### Selected excerpt

↓↓↓

Biographical details
- Born: June 20, 1874 Missouri, U.S.
- Died: February 24, 1967 (aged 92) New York, New York, U.S.

Coaching career (HC unless noted)
- 1895–1900: Carthage

Head coaching record
- Overall: 19–6–1

= Ralph Harper McKee =

American chemical engineer, inventor, college football coach (1874–1967)

Ralph Harper McKee (June 20, 1874 – February 24, 1967) was an American chemical engineer, inventor, and college football coach. He was professor at the department of chemical engineering at Columbia University. McKee was the first person to be awarded a patent for a novel plant.

==Biography==
McKee was born on June 20, 1874, in Missouri, to James T. McKee and Mary Frances Ricketts. A native of Clinton, Missouri, he graduated from the University of Wooster—now known as the College of Wooster—in 1895. That year, he was hired as the chair of mathematics and astronomy at Carthage College, located in Carthage, Illinois. McKee was the first head football coach at Carthage, serving for six seasons, from 1895 to 1900, and compiling a record of 19–6–1. He earned a Doctor of Philosophy degree from the University of Chicago, in 1901. He was a professor of chemistry at Lake Forest College from 1902 until 1909, when he moved to the University of Maine.

↑↑↑

### Supplied records
↓↓↓

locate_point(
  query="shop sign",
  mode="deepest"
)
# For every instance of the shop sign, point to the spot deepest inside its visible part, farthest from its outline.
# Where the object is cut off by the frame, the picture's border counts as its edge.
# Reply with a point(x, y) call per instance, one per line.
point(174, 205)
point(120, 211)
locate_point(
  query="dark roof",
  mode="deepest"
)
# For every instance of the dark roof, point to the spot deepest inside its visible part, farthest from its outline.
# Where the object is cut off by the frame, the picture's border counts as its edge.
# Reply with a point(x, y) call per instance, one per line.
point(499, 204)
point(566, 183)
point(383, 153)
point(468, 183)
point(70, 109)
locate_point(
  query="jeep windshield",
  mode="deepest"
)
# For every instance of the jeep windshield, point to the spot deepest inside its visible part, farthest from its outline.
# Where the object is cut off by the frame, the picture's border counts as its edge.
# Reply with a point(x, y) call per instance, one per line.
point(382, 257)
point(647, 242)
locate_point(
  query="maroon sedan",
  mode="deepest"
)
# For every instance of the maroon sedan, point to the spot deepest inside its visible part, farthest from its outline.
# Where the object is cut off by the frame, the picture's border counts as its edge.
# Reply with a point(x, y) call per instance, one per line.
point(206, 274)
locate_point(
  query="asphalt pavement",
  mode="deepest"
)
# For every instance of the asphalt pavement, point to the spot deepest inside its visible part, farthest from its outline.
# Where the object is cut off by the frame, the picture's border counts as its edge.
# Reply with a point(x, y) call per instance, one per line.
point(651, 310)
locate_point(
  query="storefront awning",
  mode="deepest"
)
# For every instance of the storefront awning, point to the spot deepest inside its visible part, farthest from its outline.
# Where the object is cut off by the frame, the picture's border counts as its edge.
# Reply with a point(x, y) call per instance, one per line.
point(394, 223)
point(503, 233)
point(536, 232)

↑↑↑

### Exercise requirements
1. In the McKee biography, in what year did McKee earn his Doctor of Philosophy degree from the University of Chicago?
2. List every college or university named in the McKee biography.
3. Return the stretch of the McKee biography from "Coaching career (HC" through "a novel plant.", copied word for word.

### Solutions to the tasks
1. 1901

2. Columbia University; University of Wooster (now the College of Wooster); Carthage College; University of Chicago; Lake Forest College; University of Maine

3.
Coaching career (HC unless noted)
- 1895–1900: Carthage

Head coaching record
- Overall: 19–6–1

= Ralph Harper McKee =

American chemical engineer, inventor, college football coach (1874–1967)

Ralph Harper McKee (June 20, 1874 – February 24, 1967) was an American chemical engineer, inventor, and college football coach. He was professor at the department of chemical engineering at Columbia University. McKee was the first person to be awarded a patent for a novel plant.